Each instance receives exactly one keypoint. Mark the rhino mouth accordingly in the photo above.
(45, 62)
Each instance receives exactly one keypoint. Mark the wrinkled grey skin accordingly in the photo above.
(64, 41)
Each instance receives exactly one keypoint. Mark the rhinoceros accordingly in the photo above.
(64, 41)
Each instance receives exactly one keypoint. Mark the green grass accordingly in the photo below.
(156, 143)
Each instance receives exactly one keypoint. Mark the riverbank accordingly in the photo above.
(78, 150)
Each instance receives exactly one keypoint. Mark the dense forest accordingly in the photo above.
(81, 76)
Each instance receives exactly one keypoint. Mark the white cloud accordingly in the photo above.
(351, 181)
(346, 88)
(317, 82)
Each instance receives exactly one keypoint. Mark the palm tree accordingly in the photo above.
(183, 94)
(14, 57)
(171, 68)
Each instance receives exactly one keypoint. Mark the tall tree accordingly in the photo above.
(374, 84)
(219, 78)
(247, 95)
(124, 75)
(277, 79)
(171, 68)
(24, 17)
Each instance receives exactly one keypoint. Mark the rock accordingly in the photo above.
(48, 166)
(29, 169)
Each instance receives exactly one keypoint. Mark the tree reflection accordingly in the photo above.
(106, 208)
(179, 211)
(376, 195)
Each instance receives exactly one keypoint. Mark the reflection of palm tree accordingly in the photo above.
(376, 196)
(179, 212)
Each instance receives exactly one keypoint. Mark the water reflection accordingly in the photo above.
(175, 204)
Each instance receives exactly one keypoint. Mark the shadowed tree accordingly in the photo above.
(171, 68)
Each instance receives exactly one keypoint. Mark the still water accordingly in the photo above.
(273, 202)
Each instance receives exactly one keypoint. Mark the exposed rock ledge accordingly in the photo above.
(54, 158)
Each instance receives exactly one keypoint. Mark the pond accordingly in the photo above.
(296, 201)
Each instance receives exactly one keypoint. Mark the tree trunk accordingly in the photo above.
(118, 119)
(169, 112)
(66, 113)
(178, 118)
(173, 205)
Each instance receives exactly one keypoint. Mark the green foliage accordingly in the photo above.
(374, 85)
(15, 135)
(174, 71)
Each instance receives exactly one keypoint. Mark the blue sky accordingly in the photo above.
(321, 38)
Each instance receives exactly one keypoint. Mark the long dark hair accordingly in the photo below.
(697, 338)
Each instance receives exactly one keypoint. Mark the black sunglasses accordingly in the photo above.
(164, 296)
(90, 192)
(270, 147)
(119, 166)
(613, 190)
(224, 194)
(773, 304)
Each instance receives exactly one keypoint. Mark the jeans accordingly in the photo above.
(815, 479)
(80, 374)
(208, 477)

----

> _The problem_
Everything in the records above should be written out again exactly.

> _Expected answer_
Each instance receives exactly one keypoint. Mark the rhino mouth accordingly in the photo above.
(45, 62)
Each instance receives exactly one keypoint. Mark the wrinkled grey skin accordingly in the photo above.
(64, 41)
Each instance receives exactly one keypoint. Mark the rhinoceros accordingly in the photo above.
(64, 41)
Each instance receives exactly one keypoint. Mark the green grass accordingly in the photo below.
(156, 143)
Each instance receives exactly one keypoint. Mark the riverbank accordingly in the photo above.
(78, 150)
Each instance receives exactly one keypoint. Mark the dense forest accordingly in the photo above.
(81, 76)
Each instance receives exactly one keypoint. Mark the white cloud accordingly in the photo above.
(351, 181)
(346, 88)
(317, 82)
Each instance receives exactly one keypoint. Mark the palm tree accordingly in the photo above.
(183, 94)
(14, 57)
(171, 68)
Each instance receives exactly one keypoint. Mark the tall tree accordingly in the photo above.
(374, 84)
(219, 78)
(247, 95)
(124, 75)
(277, 79)
(171, 68)
(24, 17)
Each instance receives exactly one keypoint. Mark the rock accordingly in the photo above.
(48, 166)
(29, 169)
Each instance receives exactly one keypoint. Mark the tree reflection accordingly in the photo above.
(106, 208)
(179, 211)
(376, 195)
Each instance receives exactly one keypoint. Mark the reflection of palm tree accordingly in the photo above.
(376, 196)
(179, 212)
Each instance receives exactly one keypoint. Mark the water reflection accordingly in the photo above.
(175, 204)
Each instance receives exactly one keypoint. Mark the shadowed tree accordingly in the photo above.
(171, 68)
Each instance receives exactly one keypoint. Mark the still water accordingly in the photo above.
(273, 202)
Each instance receives exactly one keypoint. Mark the exposed rock ledge accordingly in the photo above.
(54, 158)
Each instance receives exactly one keypoint. Mark the pond accordingly in the photo above.
(296, 201)
Each instance receives exactly one keypoint. Mark the tree trunk accordingly in the photo above.
(118, 119)
(169, 112)
(66, 113)
(178, 118)
(173, 205)
Each instance receives exactly one keypoint. Mark the green foliage accordingly in the photo above.
(374, 85)
(15, 135)
(174, 71)
Each instance receives exactly one keypoint. Mark the blue sky accordingly in the photo above.
(321, 38)
Each instance receives exactly one keypoint. Mark the long dark hair accordingly in the photo below.
(697, 338)
Each instance receives exactly one keypoint. Mark the black sunglasses accordingly in the photo above.
(164, 296)
(90, 192)
(270, 147)
(119, 166)
(613, 190)
(224, 194)
(773, 304)
Each instance receives exactly one keypoint. Mark the jeans accordingly in the photo above.
(815, 479)
(80, 374)
(208, 477)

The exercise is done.